Requirements.
1. Using the interview about Swami Sundarananda, answer each question. Label your answers (a), (b), (c) to match.
(a) What name did Swami Tapovanam give the birch forest between Gangotri and Gomukh?
(b) How much did Sundarananda pay for his first camera?
(c) How many slide shows a day does he give in a town during the winter season?
2. Decide whether each statement agrees with the interview about Swami Sundarananda. Answer yes or no, and quote the words from the interview that settle it.
(a) Sundarananda ran away from home as a teenager.
(b) Sundarananda lived with Swami Tapovanam for twenty years.
(c) Sundarananda begs for food when he needs it.
3. Resume the interview about Swami Sundarananda where it stops, and keep it going.

Extract to read.
HT: What are his ecological concerns?
Meyers: His main concern over ecological degradation in the Himalayas has to do with the people who set up so-called ashrams in the Gangotri/Gomukh region. These are really just tourist hotels, and they are devastating the forests for their commercial interests. About halfway between Gangotri and Gomukh there was a huge birch forest named bhojvasa ["sea of birches"] by Swami Tapovanam in the 1920's. Birches are very sacred trees. Scribes used to use them to write their manuscripts. If you go to bhojvasa today, it is a moonscape. It is beyond conception that this could have been a bhoj tree forest. Since nature is God in Sundarananda's view, to violate or destroy God in His highest order of physical manifestation is overwhelmingly sad to him.
HT: What brought Swami to the Himalayas?
Meyers: He said from the time he was a little child he had this idea of being a sadhu. So when he was a teenager he ended up running away from home. He wended his way through India and met various teachers. Finally he ended up in Rishikesh and heard about this great scholar in the Himalayas, Swami Tapovanam. So he thought maybe he's the man. He went there and Tapovanam – who had a policy of shooing disciple candidates away – shooed him away. Sundarananda then lived in a cave and Tapovanam found him and told him he could come and be his servant. He lived with him for ten years in total devotion, cooking, carrying water, chopping wood. When Swami Tapovanam became terminally ill, he wanted to stay at Gangotri and Sundarananda would care for him. Then one night he died and left him this hut on the Gangotri. People often come to worship at the hut. They also talk to Sundarananda, but I doubt that few know what he is really about.
HT: How did photography enter his life?
Meyers: About thirty years ago he was guiding an expedition across a glacier. He was at the rear and just as everybody got across there was a cracking sound and the swami dropped into a crevasse. When the party rushed over, they found him dangling, holding himself by his arms. A Swiss took a photo and Sundarananda asked to be sent a copy of the shot. He never received a copy so he vowed to get a camera himself. He bought his first camera for 25 rupees. His photo guru was a famous photographer in New Delhi. He does not have a lot of fancy equipment. Many American tourists have more than he does. He uses an old Nikon, but he would like to eventually acquire a Hasselblat. Film and lenses and such come his way through admirers. He never begs, not even for food. He thinks a sadhu should just wait. He has a rule that if gifts have exceeded US$200, then he will give the excess away. His life is very simple. He is like an Indian John Muir and his journal is photographic rather than written. A few of the photographs nobody but a sadhu with a camera could get. During the winter season he will give 6 slide shows a day in a town. For 11 years he's gone on the road to bring awareness of the degenerating conditions in the Himalayas.

Provided material.
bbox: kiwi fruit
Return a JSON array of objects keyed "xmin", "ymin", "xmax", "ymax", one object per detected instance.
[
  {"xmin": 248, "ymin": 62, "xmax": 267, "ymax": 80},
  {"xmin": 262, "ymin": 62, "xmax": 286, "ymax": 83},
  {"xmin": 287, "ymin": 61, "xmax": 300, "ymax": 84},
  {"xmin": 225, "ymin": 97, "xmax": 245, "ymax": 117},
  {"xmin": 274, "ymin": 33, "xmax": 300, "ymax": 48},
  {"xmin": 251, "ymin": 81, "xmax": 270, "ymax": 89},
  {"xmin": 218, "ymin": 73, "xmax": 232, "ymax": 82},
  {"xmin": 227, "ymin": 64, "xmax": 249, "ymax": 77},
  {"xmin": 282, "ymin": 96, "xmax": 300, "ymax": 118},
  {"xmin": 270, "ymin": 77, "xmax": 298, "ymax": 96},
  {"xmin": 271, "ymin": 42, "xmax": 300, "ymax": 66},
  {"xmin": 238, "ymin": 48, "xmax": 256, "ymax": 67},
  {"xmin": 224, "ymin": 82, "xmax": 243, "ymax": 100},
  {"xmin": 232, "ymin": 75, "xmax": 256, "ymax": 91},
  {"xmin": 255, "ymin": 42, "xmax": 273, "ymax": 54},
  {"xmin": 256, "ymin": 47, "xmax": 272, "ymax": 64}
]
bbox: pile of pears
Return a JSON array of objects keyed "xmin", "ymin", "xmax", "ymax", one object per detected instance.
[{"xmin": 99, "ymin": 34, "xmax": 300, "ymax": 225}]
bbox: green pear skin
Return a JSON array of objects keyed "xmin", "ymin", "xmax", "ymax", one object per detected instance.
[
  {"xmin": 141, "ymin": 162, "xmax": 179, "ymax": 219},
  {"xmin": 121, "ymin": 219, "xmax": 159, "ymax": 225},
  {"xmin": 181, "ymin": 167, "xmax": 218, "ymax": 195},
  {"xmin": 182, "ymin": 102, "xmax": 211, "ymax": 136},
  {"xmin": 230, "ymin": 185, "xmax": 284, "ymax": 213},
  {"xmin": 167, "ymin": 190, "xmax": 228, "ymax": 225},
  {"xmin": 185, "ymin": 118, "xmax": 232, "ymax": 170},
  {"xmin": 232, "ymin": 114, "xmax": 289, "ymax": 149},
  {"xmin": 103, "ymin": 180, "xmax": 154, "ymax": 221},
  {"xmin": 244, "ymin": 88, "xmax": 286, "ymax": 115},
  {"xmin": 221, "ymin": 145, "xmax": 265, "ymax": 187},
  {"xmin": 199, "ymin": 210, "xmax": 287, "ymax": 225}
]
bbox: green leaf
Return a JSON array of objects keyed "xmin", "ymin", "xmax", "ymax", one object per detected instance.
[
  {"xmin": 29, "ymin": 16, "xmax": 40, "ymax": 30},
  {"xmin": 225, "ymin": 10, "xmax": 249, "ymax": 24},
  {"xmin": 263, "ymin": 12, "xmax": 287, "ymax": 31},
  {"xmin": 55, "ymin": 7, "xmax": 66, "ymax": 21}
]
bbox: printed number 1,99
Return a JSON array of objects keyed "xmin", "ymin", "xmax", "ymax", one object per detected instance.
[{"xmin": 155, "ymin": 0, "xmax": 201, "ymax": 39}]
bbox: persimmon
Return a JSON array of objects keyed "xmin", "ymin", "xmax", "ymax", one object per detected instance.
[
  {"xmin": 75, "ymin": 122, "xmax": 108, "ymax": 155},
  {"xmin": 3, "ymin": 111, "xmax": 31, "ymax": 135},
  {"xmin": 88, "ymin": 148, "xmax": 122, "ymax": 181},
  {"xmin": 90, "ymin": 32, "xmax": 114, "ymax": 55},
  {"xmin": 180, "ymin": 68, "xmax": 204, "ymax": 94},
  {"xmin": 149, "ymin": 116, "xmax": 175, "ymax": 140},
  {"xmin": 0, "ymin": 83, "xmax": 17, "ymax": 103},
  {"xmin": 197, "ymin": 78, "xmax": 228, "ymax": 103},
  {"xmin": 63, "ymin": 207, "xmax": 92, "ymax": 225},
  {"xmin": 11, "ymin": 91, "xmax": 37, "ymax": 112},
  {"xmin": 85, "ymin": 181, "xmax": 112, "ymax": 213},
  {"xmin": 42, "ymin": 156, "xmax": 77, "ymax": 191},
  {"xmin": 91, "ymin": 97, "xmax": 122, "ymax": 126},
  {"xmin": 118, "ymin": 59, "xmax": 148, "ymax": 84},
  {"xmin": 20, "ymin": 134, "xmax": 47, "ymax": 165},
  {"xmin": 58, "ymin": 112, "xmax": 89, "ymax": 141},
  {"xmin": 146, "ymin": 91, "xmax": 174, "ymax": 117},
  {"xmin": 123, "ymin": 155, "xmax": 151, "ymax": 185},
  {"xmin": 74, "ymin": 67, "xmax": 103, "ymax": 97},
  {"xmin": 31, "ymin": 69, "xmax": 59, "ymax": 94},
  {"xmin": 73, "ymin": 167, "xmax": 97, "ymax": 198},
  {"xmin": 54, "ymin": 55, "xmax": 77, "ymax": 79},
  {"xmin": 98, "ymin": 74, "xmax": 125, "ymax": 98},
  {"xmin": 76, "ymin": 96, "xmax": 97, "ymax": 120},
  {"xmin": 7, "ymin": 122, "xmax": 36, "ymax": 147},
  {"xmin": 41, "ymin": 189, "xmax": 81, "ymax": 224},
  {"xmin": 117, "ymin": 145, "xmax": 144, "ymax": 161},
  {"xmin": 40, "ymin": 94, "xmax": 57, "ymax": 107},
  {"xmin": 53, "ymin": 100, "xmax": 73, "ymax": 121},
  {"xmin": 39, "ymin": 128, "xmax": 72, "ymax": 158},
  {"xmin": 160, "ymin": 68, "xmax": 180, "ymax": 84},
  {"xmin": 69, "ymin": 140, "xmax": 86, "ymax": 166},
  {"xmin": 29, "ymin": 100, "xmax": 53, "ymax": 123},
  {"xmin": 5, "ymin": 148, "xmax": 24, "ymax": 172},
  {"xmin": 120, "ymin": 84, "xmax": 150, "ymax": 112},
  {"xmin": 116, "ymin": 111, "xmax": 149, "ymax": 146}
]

Task-by-task results.
1.
(a) Bhojvasa.
(b) 25 rupees.
(c) 6.

2.
(a) Yes: "So when he was a teenager he ended up running away from home."
(b) No: "He lived with him for ten years in total devotion, cooking, carrying water, chopping wood."
(c) No: "He never begs, not even for food."

3.
HT: When did he introduce you to his slides?
Meyers: After our ten days at Gangotri with him, he said he would be at the Bharat Mandir in Rishikesh in October and we should look him up. We did meet him and he arranged a lovely apartment for us at the Mandir. The mahant of the Mandir said we could stay for one year, then quickly said, "Make that two years." We did in fact stay for six months and Swami lived in a small room just down the hall from us. Sometime after about four months he started to show us his slides. He puts up these slides and they were fantastic. It turned out he had 50,000 slides of mountainscapes, plant species, sadhus, rare Hindu rituals, architecture and statuary, taken from all over India. But there was also a recent theft, lost negatives and a fungus was growing on about 3-5% of the slides. He says he wants me to take these slides to America. So we chose 2-3,000 and cataloged about 800 – which took five weeks – to bring here.
HT: What is the status of the slide project now?
Meyers: I started calling universities. Everybody said the same thing: we can't handle 50,000 slides. Finally I was led to the geography department of University of California at Berkeley. They can digitize the slides which would permanently preserve the collection and allow them to digitally correct the fungus infestation. Another thing is that it would make the collection accessible anywhere over university computer networks. Originally, we planned to bring the swami and the 50,000 slides here to Berkeley for the cataloging. But a much better arrangement has developed where the slides will go to the Center for Art and Architecture of the American Institute of India at Benares, India. The slides will be cataloged there and stored in air-conditioned facilities. Later they will go to Berkeley for digitizing. I am going to India on Sept. 14th [1989] to talk to swami about these options.